Pointing records

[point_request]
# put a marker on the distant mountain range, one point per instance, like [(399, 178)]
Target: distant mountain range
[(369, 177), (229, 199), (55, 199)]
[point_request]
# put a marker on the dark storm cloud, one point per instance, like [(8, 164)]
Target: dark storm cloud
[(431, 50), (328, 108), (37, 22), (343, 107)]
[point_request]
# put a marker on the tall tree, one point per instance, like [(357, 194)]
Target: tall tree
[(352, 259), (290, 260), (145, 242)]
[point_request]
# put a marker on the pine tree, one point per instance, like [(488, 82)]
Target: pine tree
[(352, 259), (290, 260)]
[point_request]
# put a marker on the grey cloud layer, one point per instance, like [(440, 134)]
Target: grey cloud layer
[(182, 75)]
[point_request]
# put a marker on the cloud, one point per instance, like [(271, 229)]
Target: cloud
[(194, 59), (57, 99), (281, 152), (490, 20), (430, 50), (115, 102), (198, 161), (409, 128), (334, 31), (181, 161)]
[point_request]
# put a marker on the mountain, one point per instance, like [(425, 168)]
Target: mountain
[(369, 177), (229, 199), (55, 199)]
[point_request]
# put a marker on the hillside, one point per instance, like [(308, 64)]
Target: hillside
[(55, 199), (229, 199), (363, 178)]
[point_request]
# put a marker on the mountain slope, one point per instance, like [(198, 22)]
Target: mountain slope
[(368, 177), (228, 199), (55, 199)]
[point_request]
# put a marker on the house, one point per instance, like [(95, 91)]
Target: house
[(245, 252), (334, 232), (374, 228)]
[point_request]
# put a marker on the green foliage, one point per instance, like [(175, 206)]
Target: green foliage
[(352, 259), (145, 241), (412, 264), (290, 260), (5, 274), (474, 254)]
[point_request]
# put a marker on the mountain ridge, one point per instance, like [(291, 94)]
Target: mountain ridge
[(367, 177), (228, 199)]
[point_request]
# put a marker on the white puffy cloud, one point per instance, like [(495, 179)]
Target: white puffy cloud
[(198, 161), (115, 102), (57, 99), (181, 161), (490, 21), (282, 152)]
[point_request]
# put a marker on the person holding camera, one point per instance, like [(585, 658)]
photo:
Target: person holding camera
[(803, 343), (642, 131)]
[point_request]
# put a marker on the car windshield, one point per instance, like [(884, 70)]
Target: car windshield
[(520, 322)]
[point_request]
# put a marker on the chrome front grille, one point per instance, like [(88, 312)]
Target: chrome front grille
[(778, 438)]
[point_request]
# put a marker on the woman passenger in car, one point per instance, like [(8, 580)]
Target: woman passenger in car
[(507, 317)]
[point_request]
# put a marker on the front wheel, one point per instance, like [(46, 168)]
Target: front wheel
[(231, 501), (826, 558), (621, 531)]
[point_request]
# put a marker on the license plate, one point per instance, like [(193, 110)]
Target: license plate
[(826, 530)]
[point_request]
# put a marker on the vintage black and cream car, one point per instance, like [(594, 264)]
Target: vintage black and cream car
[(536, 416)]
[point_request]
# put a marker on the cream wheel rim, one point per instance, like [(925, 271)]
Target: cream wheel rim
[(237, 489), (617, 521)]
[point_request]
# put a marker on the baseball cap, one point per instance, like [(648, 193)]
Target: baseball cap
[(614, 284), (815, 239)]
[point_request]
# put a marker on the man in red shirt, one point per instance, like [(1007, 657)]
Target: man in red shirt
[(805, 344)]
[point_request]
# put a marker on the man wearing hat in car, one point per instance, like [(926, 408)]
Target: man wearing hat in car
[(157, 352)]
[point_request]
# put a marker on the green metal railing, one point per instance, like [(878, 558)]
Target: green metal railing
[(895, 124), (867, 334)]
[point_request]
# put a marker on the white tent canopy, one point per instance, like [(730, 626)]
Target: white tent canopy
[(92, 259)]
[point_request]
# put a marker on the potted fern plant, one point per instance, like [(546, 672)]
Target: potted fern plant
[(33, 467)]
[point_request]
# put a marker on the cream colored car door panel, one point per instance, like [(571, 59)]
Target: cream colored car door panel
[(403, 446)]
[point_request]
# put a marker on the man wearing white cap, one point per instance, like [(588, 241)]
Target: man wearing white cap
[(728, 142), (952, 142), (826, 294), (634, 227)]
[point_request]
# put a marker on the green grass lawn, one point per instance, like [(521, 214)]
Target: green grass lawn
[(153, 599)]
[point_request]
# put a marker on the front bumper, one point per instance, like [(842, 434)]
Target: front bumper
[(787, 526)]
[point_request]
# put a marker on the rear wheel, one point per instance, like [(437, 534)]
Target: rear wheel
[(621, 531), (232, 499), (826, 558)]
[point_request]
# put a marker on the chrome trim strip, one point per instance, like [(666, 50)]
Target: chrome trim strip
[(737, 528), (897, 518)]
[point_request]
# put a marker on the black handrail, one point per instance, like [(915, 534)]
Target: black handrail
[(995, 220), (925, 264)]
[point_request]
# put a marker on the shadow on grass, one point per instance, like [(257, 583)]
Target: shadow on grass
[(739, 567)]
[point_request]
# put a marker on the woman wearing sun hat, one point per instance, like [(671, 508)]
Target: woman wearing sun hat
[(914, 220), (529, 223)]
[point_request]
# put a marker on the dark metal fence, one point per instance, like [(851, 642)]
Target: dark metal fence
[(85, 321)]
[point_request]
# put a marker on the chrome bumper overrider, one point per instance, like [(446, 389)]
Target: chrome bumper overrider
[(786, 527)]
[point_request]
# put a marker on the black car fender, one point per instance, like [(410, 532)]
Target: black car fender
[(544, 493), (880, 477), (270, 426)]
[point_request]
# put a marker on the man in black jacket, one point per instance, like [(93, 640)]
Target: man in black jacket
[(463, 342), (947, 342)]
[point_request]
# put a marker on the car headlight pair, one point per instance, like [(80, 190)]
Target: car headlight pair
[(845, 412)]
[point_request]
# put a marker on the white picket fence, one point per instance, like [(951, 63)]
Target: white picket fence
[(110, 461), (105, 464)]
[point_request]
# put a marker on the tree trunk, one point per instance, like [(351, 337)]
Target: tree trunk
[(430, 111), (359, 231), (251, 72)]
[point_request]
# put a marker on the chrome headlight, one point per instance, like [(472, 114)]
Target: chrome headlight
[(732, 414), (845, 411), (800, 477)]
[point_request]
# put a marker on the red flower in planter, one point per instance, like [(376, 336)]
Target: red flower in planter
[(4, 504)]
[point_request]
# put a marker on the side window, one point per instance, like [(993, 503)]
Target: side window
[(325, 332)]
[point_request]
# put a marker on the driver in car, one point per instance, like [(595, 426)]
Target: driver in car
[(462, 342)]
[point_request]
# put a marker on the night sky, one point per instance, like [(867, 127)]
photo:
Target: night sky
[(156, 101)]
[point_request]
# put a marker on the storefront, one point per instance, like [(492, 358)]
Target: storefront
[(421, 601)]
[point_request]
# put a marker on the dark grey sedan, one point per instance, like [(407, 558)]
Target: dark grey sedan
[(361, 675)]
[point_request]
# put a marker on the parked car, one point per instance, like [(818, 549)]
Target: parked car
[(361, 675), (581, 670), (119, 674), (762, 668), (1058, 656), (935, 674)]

§ **Exercise goal**
Which lines of the material contain the string "white"? Locate each one and copy it out, treating uppercase and lowercase as different.

§ **Task output**
# put a marker on the white puffy cloud, one point per instance, like [(495, 179)]
Target: white puffy cloud
# put a marker on the white tent canopy, one point per instance, like [(730, 626)]
Target: white tent canopy
# put a marker on the man wearing white cap, one point per instance, like [(588, 241)]
Target: man wearing white cap
# put a marker on the white picket fence, one point per instance, like [(951, 63)]
Target: white picket fence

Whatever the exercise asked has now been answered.